_Reading passage:_
>> begin

It keeps its light equipment offering fresh by producing a new catalogue each year; for 2015 there are 9,500 lines available, which includes 1,929 new lines while removing a further 1,000. The company also has a broader range of non-stock items it can offer with a couple of days’ turnaround if they are stocked in the UK. “The tabletop market used to be about volume on a few standard lines and it was pretty simple,” recalled Stephenson. “But in the last 10 years we have seen a massive proliferation of product across the board, driven by customers all wanting something different.

“We have to cope with stocking the right things. If we’ve got customers on certain items we’ll stock those for them and make sure we’re giving a good service for those products.”

About 3 years ago the dealer carried out research into its customers’ wants and needs, with the major finding being that customers want competitive products that are fit for purpose. For its part, Stephensons looks for innovation and uniqueness in the products it sources, as well as quality. “There are lots of things that have come onto the market that are fun but don’t last long in a catering environment,” said Stephenson. “We have to be careful what we supply; we have a reputation and customers trust that we’re not going to sell them a problem.”

Therefore the company tests any prospective lines by asking manufacturers for samples and sometimes even sending these to customers it knows will use the product heavily. [[page-break]]

Where it can, the firm tries to source from the UK, as it has built its business on the back of UK supply. “There are certain categories such as crockery where we can do this, as we work very closely with the likes of Churchill, Steelite and Dudson,” said Stephenson. “We can also source high quality items from Europe. However for more basic items such as stainless steel-ware, quite often they are from the Far East or India.”

>> end

_Raw data:_
>> begin

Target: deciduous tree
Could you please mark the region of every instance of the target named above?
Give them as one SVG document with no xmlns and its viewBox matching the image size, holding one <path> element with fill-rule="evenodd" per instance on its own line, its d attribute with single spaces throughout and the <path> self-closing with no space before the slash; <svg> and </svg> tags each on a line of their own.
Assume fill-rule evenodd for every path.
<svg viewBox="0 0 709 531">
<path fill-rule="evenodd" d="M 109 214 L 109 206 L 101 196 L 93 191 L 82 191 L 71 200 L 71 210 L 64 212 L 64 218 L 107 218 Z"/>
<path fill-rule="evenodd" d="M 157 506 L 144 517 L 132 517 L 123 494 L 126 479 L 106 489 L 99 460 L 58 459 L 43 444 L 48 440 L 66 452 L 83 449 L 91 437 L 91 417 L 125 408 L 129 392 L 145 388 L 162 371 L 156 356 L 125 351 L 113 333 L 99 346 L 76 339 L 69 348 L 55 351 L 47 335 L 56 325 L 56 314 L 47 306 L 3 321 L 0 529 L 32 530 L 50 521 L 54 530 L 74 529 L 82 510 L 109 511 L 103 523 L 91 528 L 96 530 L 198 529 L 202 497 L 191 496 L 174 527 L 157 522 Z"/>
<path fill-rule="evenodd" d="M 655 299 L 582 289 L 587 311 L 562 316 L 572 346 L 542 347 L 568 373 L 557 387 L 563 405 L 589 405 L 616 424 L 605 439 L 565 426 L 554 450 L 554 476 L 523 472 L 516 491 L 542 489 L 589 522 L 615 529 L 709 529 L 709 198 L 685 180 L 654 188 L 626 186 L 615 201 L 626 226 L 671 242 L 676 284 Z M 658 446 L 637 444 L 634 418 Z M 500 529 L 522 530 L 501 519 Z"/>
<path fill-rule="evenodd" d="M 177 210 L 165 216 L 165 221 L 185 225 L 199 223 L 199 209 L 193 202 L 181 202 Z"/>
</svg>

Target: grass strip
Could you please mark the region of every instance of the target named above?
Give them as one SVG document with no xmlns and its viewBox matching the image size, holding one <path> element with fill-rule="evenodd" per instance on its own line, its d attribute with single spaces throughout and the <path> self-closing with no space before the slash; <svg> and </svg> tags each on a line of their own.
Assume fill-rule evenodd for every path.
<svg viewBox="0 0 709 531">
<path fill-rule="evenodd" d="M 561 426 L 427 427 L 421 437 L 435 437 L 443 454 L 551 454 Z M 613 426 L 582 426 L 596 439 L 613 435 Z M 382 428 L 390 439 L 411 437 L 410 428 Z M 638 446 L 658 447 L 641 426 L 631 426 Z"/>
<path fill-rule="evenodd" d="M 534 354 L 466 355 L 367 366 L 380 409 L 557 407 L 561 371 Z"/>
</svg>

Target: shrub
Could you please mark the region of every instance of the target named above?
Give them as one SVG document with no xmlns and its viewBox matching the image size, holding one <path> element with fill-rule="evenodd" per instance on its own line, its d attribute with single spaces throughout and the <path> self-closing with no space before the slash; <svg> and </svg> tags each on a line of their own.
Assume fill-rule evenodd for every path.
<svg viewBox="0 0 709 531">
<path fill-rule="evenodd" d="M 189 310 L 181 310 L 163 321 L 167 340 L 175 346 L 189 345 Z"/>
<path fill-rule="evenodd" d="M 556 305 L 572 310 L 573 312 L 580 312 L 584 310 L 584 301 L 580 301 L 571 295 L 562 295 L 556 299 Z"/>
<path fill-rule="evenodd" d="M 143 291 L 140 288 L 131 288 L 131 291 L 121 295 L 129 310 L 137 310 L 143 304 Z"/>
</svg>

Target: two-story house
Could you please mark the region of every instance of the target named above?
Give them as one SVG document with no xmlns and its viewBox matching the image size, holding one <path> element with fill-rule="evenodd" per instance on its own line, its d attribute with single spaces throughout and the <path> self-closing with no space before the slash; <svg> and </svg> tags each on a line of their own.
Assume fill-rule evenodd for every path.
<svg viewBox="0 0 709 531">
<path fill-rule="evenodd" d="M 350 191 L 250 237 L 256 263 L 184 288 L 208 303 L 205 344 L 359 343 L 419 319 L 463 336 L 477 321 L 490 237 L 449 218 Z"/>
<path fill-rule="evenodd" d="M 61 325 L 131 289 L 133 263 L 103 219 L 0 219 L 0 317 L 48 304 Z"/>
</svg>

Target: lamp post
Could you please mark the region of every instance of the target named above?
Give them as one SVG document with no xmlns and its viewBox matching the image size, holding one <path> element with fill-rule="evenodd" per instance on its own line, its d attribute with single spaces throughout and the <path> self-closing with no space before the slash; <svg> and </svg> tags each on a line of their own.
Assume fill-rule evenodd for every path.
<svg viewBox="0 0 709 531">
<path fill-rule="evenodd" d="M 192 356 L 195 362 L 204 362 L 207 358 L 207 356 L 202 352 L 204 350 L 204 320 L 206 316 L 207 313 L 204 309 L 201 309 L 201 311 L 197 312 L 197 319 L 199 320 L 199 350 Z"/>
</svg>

>> end

_Your tasks:_
1. In the dealer article, why does the company test prospective lines before supplying them?
2. Please give the records as a Markdown table with the columns No. and Line, starting at the first line of the records and ending at the line containing "157 506 L 144". Leave out blank lines.

_Answer set:_
1. Many products on the market are fun but don't last long in a catering environment. The company has a reputation to protect, and its customers trust it not to sell them a problem. So it asks manufacturers for samples and sometimes sends them to customers who will use the product heavily.

2.
| No. | Line |
|---|---|
| 1 | Target: deciduous tree |
| 2 | Could you please mark the region of every instance of the target named above? |
| 3 | Give them as one SVG document with no xmlns and its viewBox matching the image size, holding one <path> element with fill-rule="evenodd" per instance on its own line, its d attribute with single spaces throughout and the <path> self-closing with no space before the slash; <svg> and </svg> tags each on a line of their own. |
| 4 | Assume fill-rule evenodd for every path. |
| 5 | <svg viewBox="0 0 709 531"> |
| 6 | <path fill-rule="evenodd" d="M 109 214 L 109 206 L 101 196 L 93 191 L 82 191 L 71 200 L 71 210 L 64 212 L 64 218 L 107 218 Z"/> |
| 7 | <path fill-rule="evenodd" d="M 157 506 L 144 517 L 132 517 L 123 494 L 126 479 L 106 489 L 99 460 L 58 459 L 43 444 L 48 440 L 66 452 L 83 449 L 91 437 L 91 417 L 125 408 L 129 392 L 145 388 L 162 371 L 156 356 L 125 351 L 113 333 L 99 346 L 76 339 L 69 348 L 55 351 L 47 335 L 56 325 L 56 314 L 47 306 L 3 321 L 0 529 L 32 530 L 50 521 L 54 530 L 74 529 L 82 510 L 109 511 L 103 523 L 91 528 L 96 530 L 198 529 L 202 497 L 191 496 L 174 527 L 157 522 Z"/> |